Israel diam-diam telah memulai rencananya memindahkan secara paksa warga Palestina dari Gaza. Hingga kini sudah dilakukan lebih dari 16 penerbangan deportasi yang membawa warga Palestina dari Bandara Ramon, Israel.
“Saya dapat mengatakan bahwa angka ini kemungkinan akan meningkat pada periode mendatang,” kata Moshe Arbel, Menteri Dalam Negeri Israel, Senin (7/4/2025). Namun, ia tidak merinci ukuran atau kapasitas pesawat, jumlah penumpang dari Jalur Gaza, atau tujuan mereka.
Deportasi lebih dari 16 penerbangan itu merupakan upaya yang didukung pemerintahan Israel untuk memindahkan secara paksa penduduk Palestina dari daerah kantong yang terkepung dengan kedok ‘migrasi sukarela’.
Pernyataan ini merupakan indikasi terbaru dari niat Israel untuk mengosongkan Gaza dari penduduknya, di tengah perang yang telah menewaskan lebih dari 61.700 warga Palestina dan membuat sebagian besar dari 2,3 juta penduduknya mengungsi.
Israel terus menyebut rencananya sebagai migrasi sukarela, namun organisasi hak asasi manusia dan pendukung Palestina telah mengutuknya sebagai upaya pengusiran massal dan pembersihan etnis serta dinilai sebagai pelanggaran nyata terhadap hukum internasional.
Sesuai Rencana Trump
Rencana pengusiran warga Gaza ini pertama kali diusulkan Presiden Amerika Serikat (AS) Donald Trump. “Kami menyediakan peralatan untuk melaksanakan misi ini. Saya dapat mengatakan ada pergerakan signifikan di antara orang-orang di Gaza yang tidak terlibat dalam terorisme dan yang hanya ingin hidup serta membesarkan anak-anak mereka dengan damai.”

▬▬▬▬▬▬▬▬▬▬

# TUGAS TERTULIS
Lanjutkan artikel di atas tentang rencana pemindahan paksa warga Palestina dari Gaza, dimulai tepat setelah kalimat terakhirnya.

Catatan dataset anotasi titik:

▬▬▬▬▬▬▬▬▬▬

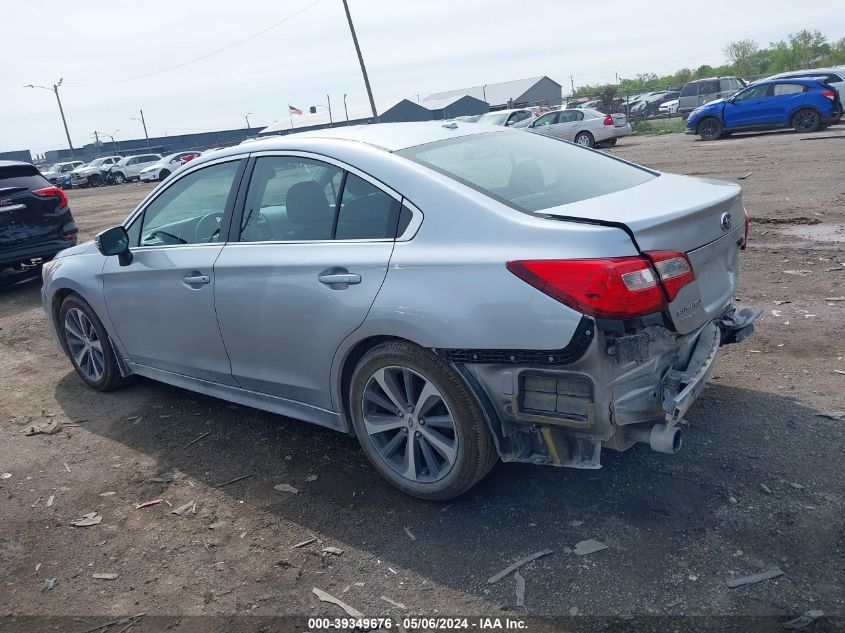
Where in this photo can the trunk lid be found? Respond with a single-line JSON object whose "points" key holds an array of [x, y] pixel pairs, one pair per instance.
{"points": [[702, 218], [25, 217]]}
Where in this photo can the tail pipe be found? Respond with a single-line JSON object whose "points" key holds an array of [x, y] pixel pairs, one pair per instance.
{"points": [[662, 438]]}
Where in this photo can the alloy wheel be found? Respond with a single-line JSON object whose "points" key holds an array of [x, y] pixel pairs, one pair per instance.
{"points": [[410, 424], [85, 346]]}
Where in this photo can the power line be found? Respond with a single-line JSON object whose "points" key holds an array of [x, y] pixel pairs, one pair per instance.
{"points": [[198, 59]]}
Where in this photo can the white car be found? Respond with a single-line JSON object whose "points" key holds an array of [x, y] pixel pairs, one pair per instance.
{"points": [[163, 168], [669, 107], [94, 173], [129, 168], [516, 117], [60, 169], [585, 127], [833, 77]]}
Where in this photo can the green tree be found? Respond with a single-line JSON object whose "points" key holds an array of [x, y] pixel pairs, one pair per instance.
{"points": [[743, 56]]}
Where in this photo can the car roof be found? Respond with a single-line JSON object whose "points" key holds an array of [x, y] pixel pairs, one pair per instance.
{"points": [[388, 136]]}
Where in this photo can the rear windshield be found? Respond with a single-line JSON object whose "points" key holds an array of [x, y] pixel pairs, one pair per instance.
{"points": [[22, 176], [529, 172]]}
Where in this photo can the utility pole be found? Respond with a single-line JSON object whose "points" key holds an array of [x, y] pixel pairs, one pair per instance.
{"points": [[361, 61], [55, 89], [146, 136]]}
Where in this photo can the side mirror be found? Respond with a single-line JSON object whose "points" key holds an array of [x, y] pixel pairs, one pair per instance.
{"points": [[115, 241]]}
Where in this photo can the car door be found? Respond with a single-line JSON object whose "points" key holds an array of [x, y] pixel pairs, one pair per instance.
{"points": [[162, 303], [748, 108], [302, 268]]}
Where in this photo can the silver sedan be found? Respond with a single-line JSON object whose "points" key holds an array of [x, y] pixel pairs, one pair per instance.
{"points": [[582, 126], [449, 293]]}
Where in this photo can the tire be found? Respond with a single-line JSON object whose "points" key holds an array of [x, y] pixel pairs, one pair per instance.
{"points": [[95, 362], [710, 129], [585, 139], [435, 474], [806, 120]]}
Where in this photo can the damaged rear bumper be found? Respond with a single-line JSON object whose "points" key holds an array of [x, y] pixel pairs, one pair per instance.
{"points": [[631, 384]]}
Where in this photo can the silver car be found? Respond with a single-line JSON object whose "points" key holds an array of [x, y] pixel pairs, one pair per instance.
{"points": [[451, 294], [583, 126]]}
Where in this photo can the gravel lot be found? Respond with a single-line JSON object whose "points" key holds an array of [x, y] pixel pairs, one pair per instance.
{"points": [[759, 483]]}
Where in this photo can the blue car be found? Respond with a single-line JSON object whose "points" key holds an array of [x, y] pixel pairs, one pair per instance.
{"points": [[803, 104]]}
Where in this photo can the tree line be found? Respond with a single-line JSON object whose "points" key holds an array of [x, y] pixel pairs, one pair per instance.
{"points": [[744, 58]]}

▬▬▬▬▬▬▬▬▬▬

# HASIL DI BAWAH
Ia lebih lanjut mengklaim bahwa ada keinginan yang sangat kuat untuk beremigrasi ke Eropa atau negara lain. Israel bekerja sama dengan otoritas perbatasan di Tepi Barat mengoordinasikan perjalanan yang aman dari Gaza ke Bandara Ramon, bandara kedua tersibuk di negara itu.
Negara-negara pihak ketiga – terutama di Eropa – kemudian akan mengambil alih transportasi udara. Sumber hak asasi manusia Israel menunjukkan bahwa banyak dari mereka yang dirujuk Arbel memiliki kewarganegaraan ganda.
Jumat lalu, Haaretz melaporkan bahwa seorang tokoh politik senior yang mendampingi delegasi Perdana Menteri Benjamin Netanyahu ke Hungaria telah mengonfirmasi bahwa Israel sedang aktif bernegosiasi dengan lebih dari satu negara untuk menerima warga Palestina dari Gaza.
“Israel sangat serius melaksanakan rencana Trump untuk memindahkan penduduk Gaza ke negara lain,” kata sumber yang tidak disebutkan namanya itu, seraya menambahkan bahwa beberapa negara pada prinsipnya setuju tetapi menuntut konsesi strategis sebagai imbalannya, bukan hanya uang.
Ketika ditanya tentang strategi yang lebih luas untuk Gaza, sumber tersebut menyatakan, “Prioritas kami adalah menyelamatkan para sandera, melenyapkan Hamas, dan menciptakan peluang nyata bagi emigrasi sukarela.”
Ia mengklaim bahwa sebelum perang, 60 persen warga Palestina di Gaza menyatakan keinginan untuk pergi dalam pemungutan suara. “Kita berbicara tentang lebih dari satu juta orang,” katanya. “Gaza hancur karena Hamas, bukan kita. Kami terus maju dengan rencana ini.”
Dalam beberapa minggu terakhir, juga muncul laporan bahwa AS dan Israel telah mendekati negara-negara termasuk Sudan, Somalia, dan Somaliland untuk menjajaki opsi relokasi warga Palestina yang diusir dari Gaza.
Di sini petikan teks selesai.